What to work on: Reproduce the rows from the line containing "Expected: a marker on each instance of the overcast" through the end of the rows, inclusive, with the requests unchanged. Scale every coordinate in the answers by 1.5, rounding each result to a whole number with halves rounded up.

(Location labeling records)

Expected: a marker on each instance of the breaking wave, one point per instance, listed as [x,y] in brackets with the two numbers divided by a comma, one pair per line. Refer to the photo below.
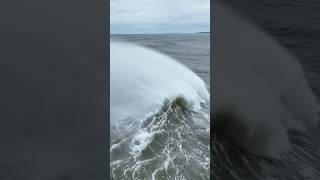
[160,124]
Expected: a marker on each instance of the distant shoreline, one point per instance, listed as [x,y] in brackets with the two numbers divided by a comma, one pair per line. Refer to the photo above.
[158,33]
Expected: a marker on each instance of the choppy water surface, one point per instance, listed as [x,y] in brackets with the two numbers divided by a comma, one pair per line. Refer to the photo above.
[159,109]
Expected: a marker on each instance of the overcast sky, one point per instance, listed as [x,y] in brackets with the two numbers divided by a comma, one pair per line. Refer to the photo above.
[159,16]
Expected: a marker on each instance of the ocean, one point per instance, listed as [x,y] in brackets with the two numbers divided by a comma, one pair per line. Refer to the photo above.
[294,24]
[160,122]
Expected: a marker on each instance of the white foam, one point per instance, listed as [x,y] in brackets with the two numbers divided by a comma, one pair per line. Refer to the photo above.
[141,79]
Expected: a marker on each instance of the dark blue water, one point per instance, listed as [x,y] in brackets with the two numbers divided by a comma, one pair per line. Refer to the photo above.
[295,24]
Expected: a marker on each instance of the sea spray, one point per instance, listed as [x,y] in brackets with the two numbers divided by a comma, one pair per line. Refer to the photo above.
[160,124]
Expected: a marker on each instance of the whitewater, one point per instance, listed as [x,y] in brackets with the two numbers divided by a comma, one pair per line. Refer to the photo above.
[160,124]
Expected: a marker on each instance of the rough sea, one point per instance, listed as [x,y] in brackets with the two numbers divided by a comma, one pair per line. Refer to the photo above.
[172,140]
[295,25]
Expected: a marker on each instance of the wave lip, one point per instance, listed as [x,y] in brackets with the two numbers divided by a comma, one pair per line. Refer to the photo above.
[141,79]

Answer below:
Expected: a marker on each instance of the overcast sky, one point per instance, listed as [x,y] in brackets with the two numbers divided by a comma, one pair per line. Refer to the photo above.
[239,24]
Expected: a marker on each instance of the ocean, one point per instance, listed as [x,y] in brackets with the two numbers divided by a comma, one pair per line. Refer to the photo above.
[441,36]
[240,183]
Expected: a marker on each instance of the white foam, one point per instance, listed as [x,y] in brackets with the two numbers divided by a comma, one pair per line. Refer to the photo above.
[212,119]
Expected: a marker on each instance of the dark blue water, one point per instance, listed as [x,y] in brackets with the two numbers divided by a comma, one pair per line. Refer to the photo above.
[443,36]
Expected: a marker on each instance of the sea spray, one point per instance, listed as [x,y] in brackets with the two numbers divided by a comma, one pair per line. Refer to the photo above.
[240,186]
Expected: a marker on each instance of the whitewater, one point per instance, listed as [x,y] in brackets with the two numbers divided by a comma, one pair per line. Refer to the photo above.
[240,186]
Expected: a marker on each instance of the rough sea, one point per instance, listed as [x,y] in brackets with the two numbers divided by a comma, one pair per line. Refer to the photo above.
[258,210]
[443,38]
Expected: a marker on each instance of the wave lip, one point per instance, listed as [x,y] in brackets with the two numbers divided by a comma, one pair per line. Refer to the photo above.
[212,119]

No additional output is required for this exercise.